Data excerpts.
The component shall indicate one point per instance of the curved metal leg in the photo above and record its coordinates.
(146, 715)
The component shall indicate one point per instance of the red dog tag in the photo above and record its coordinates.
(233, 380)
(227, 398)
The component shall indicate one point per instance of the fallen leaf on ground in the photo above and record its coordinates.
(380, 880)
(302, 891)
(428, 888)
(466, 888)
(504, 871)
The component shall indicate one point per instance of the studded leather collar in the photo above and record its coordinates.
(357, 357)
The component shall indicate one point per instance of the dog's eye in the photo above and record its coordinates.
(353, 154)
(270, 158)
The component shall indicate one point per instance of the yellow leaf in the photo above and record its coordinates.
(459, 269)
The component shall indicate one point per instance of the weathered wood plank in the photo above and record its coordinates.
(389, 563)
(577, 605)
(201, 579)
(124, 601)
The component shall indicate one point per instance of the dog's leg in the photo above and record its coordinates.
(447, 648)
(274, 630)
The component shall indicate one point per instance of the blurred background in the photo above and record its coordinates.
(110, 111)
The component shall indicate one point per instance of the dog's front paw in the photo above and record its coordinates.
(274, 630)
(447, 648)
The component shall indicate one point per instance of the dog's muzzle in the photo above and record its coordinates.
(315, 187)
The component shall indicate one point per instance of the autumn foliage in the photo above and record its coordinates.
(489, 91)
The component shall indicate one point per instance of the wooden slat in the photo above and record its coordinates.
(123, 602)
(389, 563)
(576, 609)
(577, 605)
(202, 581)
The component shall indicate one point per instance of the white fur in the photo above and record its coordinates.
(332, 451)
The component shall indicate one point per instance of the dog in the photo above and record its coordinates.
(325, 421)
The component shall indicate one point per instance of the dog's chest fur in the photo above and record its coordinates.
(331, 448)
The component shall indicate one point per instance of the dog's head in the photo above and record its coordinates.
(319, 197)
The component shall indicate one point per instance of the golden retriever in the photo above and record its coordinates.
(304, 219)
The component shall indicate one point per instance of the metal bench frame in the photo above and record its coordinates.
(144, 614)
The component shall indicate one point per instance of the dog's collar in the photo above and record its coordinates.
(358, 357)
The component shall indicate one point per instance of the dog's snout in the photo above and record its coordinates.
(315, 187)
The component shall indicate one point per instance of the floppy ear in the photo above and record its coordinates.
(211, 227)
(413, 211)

==

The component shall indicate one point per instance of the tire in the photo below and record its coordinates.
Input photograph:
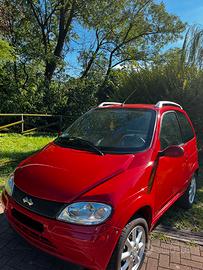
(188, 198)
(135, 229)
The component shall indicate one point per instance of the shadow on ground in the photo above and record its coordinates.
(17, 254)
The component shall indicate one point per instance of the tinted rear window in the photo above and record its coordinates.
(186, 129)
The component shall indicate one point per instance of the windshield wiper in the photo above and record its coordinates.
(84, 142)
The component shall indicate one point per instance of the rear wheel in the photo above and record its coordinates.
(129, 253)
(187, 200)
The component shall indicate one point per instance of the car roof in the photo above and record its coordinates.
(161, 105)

Written exercise.
Pull out every line in the entries above that contains the word "rear", and copy each one in full.

Solution for this problem.
The component shall indicate one point per instance of the tinted rear window in the photo above and record its coordinates.
The component shall indicate one point per instance of the rear wheel in the photo above and record its coordinates.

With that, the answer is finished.